- _Stated exercise 1_
In the fair housing passage below, shorten the paragraph that begins "The answer lies within" while keeping its main points.

- _Provided passage_
By: Goldsmith, James on in

While you are committed to uphold the principals of fair housing, you may find the occasional client or customer who hasn’t accepted your pledge.

They may ask you to turn your gaze as they engage in unlawful and furtive discrimination; they may ask you to promote their discriminatory practice; they may suggest that your duty to them outweighs your obligation to uphold the law and your Realtor® commit to promote it.

What to do when a client directly seeks your support of a discriminatory practice or does so in a way that is understood without being directly stated? Your complicitness in discriminatory housing act may go unnoticed. You will earn a commission that will spend like any other dollar earned, but….

Assuming, however, that you want to do the right thing, there are a few choices. Not everyone wants to be preachy (the irony is not lost on me about what I am doing here), and not everyone is comfortable addressing the matter head-on. Do you mention your commitment to the Fair Housing Act and that it is illegal for your client to consider race, national origin, familial status, etc. in their decision making? Maybe it’s best just to terminate the relationship and say nothing.

The answer lies within. It’s not preachy to tell your client that discrimination in housing is unlawful and subjects them to substantial adverse consequences. Remind him that your own participation in such a practice is unlawful and, therefore, you will not promote that practice.

What to do if you know your client is not heeding your advice to eliminate illegal discriminatory practices? Isn’t the only reasonable choice to sever the relationship? A simple, honest statement is all that need accompany your termination of the relationship. So what if there are days, weeks or months left in your employment contract with the consumer? What are your buyer’s or seller’s damages if you terminate the relationship early? Is it hard to find another licensee willing to promote the legitimate and nondiscriminatory interests? I have never seen a suit filed against a broker and salesperson who terminated the relationship prematurely for any reasonable decision.

- _Stated exercise 2_
Identify each line in the listing below that contains the word "metal".

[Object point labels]
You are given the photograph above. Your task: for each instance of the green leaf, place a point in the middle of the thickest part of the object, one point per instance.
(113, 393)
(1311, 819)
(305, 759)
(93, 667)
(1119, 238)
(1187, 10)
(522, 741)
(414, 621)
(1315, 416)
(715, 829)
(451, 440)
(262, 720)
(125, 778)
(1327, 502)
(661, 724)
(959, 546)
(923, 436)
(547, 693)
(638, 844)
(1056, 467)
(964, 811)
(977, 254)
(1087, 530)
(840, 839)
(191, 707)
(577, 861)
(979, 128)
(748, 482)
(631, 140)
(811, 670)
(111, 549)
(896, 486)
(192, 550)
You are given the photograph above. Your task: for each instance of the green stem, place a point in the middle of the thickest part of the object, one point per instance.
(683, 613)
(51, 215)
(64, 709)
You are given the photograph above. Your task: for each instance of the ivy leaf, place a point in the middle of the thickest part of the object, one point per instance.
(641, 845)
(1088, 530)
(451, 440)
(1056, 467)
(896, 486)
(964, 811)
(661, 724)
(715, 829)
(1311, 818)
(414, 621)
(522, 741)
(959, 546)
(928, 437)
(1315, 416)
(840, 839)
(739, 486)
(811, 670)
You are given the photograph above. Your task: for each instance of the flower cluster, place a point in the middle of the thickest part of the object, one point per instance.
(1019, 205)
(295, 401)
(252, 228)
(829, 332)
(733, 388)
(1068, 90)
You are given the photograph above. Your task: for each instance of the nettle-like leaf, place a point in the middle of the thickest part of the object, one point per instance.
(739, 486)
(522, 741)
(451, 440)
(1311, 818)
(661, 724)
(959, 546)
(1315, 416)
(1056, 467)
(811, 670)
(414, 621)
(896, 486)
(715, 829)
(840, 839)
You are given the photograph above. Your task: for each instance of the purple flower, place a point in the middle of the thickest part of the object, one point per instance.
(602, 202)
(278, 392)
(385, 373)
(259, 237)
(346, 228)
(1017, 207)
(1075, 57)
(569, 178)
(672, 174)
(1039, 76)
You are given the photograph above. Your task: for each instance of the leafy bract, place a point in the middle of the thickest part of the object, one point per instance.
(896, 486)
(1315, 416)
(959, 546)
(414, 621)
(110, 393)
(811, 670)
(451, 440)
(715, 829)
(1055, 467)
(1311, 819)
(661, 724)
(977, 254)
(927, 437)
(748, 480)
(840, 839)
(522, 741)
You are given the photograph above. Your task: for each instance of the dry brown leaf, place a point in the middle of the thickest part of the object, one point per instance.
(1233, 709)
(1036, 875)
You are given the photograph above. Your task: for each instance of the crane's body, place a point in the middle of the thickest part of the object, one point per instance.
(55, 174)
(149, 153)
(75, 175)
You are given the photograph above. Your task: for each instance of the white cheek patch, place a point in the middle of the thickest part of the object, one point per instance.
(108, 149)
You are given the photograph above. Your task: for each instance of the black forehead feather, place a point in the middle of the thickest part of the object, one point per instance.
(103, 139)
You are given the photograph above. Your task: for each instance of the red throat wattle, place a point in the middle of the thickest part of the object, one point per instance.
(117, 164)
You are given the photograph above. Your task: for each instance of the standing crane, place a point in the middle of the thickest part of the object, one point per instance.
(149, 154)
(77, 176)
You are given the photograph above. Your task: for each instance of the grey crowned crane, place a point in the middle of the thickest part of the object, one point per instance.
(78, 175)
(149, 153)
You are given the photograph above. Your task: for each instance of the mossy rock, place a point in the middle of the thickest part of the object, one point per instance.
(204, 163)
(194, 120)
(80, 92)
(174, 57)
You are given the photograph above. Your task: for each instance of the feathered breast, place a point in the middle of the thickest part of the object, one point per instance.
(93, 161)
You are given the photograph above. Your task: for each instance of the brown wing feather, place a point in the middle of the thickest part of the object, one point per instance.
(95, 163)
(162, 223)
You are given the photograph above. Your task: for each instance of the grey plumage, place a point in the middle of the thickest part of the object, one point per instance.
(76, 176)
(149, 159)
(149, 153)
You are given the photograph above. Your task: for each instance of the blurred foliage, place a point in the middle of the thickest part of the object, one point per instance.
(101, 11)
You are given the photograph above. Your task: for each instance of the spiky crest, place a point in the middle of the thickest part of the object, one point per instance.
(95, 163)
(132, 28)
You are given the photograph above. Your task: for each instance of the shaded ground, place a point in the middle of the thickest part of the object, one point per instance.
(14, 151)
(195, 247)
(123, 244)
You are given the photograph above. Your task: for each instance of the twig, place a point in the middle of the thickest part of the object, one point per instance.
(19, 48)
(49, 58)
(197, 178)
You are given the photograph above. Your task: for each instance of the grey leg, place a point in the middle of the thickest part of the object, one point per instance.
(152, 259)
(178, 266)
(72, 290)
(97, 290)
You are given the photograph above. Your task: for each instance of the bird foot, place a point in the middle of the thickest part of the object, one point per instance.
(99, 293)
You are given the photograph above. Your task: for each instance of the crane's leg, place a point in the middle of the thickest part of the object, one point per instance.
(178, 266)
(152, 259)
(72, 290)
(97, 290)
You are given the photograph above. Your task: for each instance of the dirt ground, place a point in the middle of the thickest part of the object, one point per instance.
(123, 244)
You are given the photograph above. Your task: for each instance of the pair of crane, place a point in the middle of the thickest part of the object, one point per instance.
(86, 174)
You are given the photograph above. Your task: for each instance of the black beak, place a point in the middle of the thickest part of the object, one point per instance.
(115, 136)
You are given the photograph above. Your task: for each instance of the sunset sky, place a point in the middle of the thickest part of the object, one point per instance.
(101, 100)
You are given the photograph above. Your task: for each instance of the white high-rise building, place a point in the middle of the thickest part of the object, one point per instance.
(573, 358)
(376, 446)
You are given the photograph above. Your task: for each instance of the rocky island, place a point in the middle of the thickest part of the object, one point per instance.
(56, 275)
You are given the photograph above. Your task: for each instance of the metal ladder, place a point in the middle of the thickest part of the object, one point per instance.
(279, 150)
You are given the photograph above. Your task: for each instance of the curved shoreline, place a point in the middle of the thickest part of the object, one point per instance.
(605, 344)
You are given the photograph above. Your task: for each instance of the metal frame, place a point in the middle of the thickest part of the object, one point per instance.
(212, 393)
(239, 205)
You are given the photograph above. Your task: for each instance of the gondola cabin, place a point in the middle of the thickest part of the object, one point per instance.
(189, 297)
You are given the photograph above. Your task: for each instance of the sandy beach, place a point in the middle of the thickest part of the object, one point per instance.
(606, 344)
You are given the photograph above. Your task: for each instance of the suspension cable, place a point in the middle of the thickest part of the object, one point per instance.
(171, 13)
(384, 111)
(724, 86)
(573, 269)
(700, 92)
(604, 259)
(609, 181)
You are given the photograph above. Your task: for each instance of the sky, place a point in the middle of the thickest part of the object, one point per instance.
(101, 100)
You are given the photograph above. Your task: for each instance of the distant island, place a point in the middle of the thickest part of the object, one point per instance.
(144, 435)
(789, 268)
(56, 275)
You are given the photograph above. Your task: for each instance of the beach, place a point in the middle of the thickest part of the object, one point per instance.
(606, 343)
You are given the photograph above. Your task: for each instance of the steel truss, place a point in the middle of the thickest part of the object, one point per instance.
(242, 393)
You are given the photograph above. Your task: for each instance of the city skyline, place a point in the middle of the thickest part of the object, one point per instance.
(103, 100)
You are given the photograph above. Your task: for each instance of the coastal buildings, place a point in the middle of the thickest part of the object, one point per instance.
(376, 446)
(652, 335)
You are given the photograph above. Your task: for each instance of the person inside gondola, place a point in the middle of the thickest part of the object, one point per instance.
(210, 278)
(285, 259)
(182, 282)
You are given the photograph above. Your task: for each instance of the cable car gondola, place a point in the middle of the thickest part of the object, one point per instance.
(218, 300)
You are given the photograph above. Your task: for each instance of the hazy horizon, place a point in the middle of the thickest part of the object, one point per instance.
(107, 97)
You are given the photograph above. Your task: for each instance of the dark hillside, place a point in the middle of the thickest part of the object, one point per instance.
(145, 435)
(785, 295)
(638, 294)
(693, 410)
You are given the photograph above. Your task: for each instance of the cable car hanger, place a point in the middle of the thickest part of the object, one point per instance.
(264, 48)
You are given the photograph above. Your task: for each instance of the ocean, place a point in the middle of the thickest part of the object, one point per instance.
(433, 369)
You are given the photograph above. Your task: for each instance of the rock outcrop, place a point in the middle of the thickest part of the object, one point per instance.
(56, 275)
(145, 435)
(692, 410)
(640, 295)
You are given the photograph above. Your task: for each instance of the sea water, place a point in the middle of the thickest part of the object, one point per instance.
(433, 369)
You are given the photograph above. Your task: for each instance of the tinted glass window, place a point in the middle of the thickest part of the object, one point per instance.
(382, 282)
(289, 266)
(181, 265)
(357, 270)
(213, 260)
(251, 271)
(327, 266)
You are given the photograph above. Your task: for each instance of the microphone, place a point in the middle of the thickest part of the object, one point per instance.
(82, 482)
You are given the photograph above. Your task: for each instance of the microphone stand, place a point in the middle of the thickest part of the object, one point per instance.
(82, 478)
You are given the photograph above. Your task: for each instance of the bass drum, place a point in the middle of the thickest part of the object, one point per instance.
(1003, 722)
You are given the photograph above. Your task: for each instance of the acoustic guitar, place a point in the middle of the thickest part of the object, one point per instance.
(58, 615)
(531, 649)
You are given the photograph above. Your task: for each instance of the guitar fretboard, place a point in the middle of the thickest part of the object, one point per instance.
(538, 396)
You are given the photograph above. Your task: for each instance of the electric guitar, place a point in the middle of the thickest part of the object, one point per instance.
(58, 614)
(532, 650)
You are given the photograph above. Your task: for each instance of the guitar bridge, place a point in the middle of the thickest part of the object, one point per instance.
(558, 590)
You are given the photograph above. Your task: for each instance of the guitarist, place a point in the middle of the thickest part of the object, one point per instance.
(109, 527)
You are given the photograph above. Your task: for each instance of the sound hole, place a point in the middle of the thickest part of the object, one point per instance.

- _Full answer 1_
Telling a client that housing discrimination is illegal and carries serious consequences isn't preachy. Also remind the client that taking part in such a practice would be illegal for you too, so you won't promote it.

- _Full answer 2_
You are given the photograph above. Your task: for each instance of the metal ladder, place a point in the middle of the thickest part of the object, one point per instance.
You are given the photograph above. Your task: for each instance of the metal frame, place a point in the middle of the thickest part of the object, one point per instance.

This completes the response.